◆ **What is expected**:
Look below for the line containing "for bride's wrist". Output it and each remaining line of the entries exactly, and nothing else.

◆ **Records supplied**:

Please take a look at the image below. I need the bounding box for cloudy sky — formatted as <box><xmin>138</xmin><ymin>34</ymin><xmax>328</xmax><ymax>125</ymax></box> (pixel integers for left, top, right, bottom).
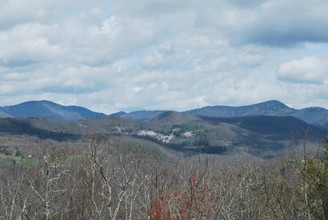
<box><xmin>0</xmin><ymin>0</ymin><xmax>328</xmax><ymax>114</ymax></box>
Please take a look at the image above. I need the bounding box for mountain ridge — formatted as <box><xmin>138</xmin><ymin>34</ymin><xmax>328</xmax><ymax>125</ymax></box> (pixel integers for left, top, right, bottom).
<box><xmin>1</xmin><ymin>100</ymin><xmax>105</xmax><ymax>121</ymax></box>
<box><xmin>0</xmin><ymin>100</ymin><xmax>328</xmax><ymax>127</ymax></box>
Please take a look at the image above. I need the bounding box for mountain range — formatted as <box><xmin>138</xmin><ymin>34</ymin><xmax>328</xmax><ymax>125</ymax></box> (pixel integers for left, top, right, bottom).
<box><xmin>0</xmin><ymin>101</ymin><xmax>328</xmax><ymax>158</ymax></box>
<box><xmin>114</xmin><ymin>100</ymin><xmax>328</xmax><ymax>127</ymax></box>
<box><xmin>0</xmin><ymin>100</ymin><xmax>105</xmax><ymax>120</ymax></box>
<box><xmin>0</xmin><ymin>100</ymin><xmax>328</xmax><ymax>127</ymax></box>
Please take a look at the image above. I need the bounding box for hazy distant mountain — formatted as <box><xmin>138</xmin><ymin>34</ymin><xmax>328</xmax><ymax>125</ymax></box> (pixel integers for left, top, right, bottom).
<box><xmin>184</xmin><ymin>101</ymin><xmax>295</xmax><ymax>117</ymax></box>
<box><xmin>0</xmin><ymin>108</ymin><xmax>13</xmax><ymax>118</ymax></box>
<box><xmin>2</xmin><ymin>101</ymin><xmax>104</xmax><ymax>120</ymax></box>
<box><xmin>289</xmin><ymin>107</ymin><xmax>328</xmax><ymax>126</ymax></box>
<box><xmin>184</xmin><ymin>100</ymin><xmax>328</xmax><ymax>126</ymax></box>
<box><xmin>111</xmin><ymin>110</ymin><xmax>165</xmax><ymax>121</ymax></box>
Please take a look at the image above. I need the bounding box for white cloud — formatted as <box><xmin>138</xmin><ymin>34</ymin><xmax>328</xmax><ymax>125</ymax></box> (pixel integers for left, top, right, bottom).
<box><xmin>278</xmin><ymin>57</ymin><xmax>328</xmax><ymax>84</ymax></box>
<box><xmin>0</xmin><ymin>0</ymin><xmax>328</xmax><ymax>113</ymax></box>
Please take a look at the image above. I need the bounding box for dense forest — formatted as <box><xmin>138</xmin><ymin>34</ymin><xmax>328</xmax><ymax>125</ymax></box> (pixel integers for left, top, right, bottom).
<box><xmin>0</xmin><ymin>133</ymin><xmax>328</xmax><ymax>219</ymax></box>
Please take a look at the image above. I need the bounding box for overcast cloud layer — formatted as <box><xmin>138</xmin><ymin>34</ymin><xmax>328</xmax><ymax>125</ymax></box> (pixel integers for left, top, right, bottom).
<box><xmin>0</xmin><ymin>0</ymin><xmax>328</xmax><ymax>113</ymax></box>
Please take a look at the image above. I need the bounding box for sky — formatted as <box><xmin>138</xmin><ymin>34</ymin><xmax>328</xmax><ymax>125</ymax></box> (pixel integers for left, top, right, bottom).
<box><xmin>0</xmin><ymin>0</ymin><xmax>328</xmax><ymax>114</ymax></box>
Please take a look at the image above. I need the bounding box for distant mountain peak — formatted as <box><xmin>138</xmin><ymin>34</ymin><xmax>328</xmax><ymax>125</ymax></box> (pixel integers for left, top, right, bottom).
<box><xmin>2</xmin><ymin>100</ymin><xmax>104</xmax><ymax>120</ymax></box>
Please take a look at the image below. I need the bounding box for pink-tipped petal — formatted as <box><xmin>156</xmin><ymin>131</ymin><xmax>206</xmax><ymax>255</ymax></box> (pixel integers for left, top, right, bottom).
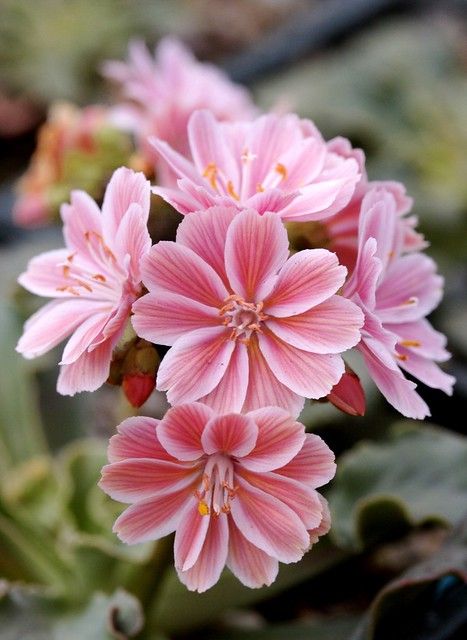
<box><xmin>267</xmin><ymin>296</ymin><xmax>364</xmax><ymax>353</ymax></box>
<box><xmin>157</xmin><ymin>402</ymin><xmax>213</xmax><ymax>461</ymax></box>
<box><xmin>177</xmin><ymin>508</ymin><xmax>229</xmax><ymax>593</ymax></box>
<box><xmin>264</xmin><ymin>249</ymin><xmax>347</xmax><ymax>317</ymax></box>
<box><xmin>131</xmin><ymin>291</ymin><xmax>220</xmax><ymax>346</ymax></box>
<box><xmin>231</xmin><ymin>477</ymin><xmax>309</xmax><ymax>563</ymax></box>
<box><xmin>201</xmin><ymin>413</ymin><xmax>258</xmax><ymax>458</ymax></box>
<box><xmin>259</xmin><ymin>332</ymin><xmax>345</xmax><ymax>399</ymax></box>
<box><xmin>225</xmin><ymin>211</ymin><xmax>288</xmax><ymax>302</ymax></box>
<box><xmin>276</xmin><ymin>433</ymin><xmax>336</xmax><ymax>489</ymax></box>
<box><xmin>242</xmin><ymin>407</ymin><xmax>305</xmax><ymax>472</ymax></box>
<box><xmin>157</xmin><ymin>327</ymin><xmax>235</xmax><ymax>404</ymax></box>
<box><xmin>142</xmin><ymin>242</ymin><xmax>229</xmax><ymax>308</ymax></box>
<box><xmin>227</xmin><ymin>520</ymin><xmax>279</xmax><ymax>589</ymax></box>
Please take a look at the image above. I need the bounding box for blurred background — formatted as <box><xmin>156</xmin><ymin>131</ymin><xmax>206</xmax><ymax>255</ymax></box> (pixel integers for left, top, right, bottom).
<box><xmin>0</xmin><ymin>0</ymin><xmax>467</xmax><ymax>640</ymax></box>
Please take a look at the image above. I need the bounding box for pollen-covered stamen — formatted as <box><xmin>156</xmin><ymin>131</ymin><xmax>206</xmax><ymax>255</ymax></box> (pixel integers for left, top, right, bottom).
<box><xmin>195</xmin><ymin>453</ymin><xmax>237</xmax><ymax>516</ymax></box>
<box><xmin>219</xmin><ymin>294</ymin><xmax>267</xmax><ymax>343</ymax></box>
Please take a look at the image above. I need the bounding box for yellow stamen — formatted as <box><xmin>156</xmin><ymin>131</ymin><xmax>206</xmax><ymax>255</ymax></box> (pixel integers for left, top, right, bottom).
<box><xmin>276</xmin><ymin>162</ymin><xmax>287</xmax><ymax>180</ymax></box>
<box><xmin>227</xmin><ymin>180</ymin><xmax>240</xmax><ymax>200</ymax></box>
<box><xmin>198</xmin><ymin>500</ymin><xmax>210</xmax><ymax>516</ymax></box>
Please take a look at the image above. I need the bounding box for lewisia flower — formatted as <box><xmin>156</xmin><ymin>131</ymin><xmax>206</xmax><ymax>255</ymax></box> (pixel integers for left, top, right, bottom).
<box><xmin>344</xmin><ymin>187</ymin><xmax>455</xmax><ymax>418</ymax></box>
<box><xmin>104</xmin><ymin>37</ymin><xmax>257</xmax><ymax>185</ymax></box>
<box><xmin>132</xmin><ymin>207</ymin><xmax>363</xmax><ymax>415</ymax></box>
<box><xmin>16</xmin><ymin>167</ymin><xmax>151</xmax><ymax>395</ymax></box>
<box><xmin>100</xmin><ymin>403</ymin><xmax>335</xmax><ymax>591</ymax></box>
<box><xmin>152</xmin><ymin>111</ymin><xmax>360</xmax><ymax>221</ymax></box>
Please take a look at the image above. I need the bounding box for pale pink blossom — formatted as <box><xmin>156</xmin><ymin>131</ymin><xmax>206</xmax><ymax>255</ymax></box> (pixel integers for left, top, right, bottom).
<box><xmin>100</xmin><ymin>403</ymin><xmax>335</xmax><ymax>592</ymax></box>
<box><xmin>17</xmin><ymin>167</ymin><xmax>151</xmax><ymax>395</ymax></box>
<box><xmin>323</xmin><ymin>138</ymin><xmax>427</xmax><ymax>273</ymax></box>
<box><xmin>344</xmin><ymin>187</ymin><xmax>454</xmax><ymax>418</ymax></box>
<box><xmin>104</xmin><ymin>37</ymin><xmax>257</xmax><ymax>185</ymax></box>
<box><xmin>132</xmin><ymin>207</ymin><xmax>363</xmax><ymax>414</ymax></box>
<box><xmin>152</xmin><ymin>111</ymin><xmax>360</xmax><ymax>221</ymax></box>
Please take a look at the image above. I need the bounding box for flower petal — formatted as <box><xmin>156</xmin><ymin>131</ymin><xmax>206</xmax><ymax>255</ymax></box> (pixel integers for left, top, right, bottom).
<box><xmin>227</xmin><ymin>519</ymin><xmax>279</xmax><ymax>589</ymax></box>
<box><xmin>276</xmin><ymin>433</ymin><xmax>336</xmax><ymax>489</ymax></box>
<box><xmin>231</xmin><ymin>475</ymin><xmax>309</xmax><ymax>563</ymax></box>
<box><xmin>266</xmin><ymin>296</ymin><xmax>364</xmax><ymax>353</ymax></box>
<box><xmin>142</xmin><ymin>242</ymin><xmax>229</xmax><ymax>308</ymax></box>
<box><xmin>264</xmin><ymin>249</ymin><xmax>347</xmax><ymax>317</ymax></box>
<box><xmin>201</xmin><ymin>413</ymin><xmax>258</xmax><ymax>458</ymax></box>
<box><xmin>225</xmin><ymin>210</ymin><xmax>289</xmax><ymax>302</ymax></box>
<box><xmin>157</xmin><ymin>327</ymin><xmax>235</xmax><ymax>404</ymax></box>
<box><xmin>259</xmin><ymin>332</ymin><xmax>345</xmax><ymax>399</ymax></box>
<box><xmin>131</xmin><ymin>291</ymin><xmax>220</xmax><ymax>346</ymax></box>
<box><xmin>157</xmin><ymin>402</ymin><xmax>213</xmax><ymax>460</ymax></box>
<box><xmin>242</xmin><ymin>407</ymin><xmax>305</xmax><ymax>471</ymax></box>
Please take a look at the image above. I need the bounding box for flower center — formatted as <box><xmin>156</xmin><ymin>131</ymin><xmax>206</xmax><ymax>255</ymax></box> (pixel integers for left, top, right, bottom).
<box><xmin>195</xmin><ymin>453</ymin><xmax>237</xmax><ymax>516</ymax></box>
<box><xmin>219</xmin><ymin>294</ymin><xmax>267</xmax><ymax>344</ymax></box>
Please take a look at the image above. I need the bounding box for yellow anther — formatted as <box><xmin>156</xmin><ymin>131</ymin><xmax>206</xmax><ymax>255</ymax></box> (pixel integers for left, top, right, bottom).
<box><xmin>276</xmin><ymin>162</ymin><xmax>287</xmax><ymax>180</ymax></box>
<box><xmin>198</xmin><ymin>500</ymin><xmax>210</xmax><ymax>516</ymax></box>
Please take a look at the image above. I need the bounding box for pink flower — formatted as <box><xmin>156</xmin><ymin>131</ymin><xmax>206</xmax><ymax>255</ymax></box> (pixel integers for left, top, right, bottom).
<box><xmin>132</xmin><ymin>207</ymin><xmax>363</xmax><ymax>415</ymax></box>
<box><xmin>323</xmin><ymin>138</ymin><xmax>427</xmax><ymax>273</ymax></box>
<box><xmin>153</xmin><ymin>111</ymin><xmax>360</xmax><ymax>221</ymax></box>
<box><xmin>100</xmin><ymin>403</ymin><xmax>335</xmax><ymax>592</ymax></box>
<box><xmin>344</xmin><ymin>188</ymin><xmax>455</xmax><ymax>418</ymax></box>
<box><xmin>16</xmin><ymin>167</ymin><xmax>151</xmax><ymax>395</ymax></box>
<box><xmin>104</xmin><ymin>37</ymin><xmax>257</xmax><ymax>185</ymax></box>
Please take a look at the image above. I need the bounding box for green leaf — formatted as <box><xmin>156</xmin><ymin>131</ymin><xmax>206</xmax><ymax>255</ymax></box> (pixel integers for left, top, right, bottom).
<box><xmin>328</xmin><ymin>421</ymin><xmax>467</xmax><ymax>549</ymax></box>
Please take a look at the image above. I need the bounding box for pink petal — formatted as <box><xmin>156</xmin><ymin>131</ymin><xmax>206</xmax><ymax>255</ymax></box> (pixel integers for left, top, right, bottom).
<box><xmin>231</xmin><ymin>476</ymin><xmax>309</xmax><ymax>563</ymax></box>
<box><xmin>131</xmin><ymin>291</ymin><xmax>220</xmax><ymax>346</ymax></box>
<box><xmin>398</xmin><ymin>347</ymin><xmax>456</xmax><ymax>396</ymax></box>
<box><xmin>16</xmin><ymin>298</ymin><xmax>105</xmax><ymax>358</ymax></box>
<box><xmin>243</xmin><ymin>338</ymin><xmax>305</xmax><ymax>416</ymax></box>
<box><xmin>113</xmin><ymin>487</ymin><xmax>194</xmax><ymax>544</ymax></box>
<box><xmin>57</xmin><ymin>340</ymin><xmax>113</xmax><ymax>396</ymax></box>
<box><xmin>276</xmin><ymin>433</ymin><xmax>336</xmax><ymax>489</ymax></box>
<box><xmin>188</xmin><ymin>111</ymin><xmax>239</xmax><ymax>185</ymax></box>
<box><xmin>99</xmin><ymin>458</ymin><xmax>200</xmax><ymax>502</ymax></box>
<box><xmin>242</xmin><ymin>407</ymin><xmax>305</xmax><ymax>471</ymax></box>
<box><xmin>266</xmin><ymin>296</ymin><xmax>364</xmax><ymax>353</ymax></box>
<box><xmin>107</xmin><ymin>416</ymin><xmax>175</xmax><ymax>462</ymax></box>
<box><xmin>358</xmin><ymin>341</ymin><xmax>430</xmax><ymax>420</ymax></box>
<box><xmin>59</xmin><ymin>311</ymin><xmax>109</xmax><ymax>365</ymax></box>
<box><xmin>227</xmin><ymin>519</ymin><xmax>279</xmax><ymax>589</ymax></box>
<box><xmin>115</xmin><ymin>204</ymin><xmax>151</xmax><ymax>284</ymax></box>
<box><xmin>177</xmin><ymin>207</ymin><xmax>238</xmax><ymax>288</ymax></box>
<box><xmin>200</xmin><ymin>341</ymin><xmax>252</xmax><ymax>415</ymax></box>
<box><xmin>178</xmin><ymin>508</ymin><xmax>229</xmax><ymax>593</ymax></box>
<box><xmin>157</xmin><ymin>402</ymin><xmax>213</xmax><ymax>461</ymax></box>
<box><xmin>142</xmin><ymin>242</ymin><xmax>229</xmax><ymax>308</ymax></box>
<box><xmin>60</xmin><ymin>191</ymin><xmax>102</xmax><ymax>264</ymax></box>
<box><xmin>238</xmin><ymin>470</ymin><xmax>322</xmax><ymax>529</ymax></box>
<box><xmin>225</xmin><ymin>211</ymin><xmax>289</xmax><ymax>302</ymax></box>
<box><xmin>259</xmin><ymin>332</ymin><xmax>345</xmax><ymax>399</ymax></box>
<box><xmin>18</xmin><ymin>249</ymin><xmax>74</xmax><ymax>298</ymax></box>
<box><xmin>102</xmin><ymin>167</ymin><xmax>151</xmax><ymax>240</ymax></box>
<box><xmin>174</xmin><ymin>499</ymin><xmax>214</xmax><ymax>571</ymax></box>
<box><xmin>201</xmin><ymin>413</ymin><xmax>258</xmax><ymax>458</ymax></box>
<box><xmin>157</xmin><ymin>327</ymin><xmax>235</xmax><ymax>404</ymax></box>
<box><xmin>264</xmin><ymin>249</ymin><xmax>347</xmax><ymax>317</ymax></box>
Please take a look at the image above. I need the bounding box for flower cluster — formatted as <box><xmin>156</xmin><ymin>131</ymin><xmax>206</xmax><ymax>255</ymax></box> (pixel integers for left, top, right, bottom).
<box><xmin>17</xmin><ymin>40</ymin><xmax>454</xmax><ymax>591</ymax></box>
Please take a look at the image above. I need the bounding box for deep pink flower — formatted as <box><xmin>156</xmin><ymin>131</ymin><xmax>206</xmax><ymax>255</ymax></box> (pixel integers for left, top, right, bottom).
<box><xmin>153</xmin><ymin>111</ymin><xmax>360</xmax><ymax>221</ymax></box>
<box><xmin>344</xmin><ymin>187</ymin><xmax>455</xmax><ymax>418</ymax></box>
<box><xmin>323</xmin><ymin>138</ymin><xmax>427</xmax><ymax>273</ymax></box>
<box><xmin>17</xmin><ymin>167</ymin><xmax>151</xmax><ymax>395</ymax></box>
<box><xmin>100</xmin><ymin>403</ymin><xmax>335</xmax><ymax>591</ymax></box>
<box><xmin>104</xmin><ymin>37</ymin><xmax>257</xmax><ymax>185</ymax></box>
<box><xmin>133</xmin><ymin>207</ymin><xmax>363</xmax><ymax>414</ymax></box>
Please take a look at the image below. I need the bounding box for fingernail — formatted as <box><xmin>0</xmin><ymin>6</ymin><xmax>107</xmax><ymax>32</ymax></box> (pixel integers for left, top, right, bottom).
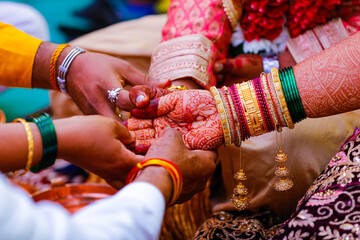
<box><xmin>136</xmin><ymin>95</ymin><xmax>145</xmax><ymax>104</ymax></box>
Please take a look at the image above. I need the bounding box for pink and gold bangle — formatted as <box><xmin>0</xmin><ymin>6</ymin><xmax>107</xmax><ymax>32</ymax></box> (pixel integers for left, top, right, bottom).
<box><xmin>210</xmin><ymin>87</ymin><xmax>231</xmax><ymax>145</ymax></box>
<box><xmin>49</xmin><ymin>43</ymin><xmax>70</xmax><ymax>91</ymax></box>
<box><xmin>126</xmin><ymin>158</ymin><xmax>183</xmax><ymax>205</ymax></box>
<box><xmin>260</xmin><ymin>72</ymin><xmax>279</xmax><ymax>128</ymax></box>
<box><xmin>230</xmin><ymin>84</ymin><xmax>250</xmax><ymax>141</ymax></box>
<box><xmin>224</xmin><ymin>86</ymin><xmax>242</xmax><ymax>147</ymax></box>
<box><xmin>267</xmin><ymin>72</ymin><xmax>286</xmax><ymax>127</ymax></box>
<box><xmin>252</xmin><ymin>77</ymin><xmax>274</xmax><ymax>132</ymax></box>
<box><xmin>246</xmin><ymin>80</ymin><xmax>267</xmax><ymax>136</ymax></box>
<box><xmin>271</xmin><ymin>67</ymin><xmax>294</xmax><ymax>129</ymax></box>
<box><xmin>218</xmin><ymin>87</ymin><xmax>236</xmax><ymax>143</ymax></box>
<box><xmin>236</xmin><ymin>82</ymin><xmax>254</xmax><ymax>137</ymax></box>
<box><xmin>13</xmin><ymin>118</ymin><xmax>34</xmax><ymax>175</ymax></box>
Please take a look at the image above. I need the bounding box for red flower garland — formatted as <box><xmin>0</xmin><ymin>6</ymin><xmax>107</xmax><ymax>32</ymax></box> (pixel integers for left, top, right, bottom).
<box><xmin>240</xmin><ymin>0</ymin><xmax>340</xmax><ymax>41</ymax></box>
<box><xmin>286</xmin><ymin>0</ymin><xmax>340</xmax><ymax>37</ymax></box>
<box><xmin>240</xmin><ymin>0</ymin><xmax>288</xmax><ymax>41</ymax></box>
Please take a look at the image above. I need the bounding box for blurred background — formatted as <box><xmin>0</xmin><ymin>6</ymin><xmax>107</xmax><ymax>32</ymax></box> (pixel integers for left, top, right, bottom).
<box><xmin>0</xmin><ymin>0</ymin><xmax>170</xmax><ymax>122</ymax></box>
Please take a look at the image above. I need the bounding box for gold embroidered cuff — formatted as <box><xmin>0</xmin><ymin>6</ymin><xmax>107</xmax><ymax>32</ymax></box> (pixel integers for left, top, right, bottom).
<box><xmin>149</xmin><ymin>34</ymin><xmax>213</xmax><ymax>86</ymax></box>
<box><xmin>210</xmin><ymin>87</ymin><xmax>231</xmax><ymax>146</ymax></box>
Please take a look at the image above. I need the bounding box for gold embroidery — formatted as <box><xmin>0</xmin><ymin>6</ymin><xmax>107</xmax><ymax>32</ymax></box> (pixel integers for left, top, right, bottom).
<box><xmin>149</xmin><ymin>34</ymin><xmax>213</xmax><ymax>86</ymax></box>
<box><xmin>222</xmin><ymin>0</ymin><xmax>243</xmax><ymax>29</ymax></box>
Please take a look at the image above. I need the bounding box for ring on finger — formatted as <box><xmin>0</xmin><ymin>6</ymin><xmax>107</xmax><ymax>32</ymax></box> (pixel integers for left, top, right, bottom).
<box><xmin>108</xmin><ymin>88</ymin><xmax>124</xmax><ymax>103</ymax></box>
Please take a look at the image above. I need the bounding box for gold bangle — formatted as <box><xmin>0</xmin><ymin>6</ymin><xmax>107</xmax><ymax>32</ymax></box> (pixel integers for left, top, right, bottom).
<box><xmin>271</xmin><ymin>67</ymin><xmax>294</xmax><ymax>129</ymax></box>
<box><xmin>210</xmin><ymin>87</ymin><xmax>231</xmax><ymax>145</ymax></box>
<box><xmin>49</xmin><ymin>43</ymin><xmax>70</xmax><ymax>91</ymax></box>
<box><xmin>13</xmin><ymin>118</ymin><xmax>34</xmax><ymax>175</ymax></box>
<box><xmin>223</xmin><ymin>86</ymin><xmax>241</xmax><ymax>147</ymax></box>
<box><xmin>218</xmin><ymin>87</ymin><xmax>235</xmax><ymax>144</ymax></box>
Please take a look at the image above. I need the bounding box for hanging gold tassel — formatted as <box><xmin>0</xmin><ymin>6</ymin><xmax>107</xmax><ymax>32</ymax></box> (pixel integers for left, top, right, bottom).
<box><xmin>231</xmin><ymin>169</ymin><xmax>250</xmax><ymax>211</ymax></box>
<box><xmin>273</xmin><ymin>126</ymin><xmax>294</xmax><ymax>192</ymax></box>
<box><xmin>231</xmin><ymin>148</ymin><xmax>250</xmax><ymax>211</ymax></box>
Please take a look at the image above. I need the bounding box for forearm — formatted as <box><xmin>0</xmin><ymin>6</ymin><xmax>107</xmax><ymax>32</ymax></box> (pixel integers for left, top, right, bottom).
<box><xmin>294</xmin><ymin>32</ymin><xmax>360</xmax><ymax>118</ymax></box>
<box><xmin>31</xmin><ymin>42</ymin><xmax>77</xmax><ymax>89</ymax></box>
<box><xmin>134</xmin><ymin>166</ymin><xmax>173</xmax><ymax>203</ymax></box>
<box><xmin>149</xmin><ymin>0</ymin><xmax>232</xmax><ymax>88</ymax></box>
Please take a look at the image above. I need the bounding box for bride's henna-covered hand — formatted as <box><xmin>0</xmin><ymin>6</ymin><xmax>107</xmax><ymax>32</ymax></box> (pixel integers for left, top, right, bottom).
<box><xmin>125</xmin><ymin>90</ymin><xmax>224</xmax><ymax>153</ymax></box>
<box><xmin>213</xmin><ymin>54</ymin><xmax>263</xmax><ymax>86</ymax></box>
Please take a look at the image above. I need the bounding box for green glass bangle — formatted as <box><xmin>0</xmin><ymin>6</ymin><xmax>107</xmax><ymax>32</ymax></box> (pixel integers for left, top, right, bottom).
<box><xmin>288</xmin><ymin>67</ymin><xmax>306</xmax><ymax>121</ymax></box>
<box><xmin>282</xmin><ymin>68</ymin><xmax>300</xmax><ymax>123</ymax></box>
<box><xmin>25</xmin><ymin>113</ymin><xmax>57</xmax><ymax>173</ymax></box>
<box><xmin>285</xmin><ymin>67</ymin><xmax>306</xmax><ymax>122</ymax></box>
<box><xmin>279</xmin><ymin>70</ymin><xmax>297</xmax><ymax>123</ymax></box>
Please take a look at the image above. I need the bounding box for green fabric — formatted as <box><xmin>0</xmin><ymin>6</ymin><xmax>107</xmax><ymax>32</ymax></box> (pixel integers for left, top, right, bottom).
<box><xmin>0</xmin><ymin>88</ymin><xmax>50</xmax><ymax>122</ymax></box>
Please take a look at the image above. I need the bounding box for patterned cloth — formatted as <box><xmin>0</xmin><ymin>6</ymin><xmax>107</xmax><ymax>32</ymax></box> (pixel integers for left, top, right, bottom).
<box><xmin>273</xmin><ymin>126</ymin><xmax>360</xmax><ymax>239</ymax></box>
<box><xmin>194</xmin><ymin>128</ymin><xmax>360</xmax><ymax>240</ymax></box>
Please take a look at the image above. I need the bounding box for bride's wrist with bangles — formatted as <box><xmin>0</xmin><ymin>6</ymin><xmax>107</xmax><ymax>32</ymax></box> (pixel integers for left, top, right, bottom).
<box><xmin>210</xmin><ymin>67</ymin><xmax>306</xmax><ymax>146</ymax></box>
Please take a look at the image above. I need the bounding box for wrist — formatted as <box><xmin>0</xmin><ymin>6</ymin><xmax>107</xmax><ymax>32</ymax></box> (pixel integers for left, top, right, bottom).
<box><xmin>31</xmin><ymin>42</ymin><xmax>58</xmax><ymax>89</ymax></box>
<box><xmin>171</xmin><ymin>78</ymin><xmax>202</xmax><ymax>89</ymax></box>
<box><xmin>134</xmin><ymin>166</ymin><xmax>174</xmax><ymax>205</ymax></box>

◆ **Solved exercise**:
Please take a look at the image above. I need the bounding box for bride's wrist with bangles — formatted as <box><xmin>0</xmin><ymin>6</ymin><xmax>107</xmax><ymax>32</ymax></box> (pixel integers for left, top, right, bottom).
<box><xmin>210</xmin><ymin>67</ymin><xmax>306</xmax><ymax>146</ymax></box>
Please take a look at the image above. I need the bounding box for wrist — formatted as <box><xmin>0</xmin><ymin>6</ymin><xmax>107</xmax><ymax>32</ymax></box> (pixel integers for left, top, right, bottom).
<box><xmin>31</xmin><ymin>42</ymin><xmax>58</xmax><ymax>89</ymax></box>
<box><xmin>171</xmin><ymin>78</ymin><xmax>202</xmax><ymax>89</ymax></box>
<box><xmin>134</xmin><ymin>166</ymin><xmax>174</xmax><ymax>205</ymax></box>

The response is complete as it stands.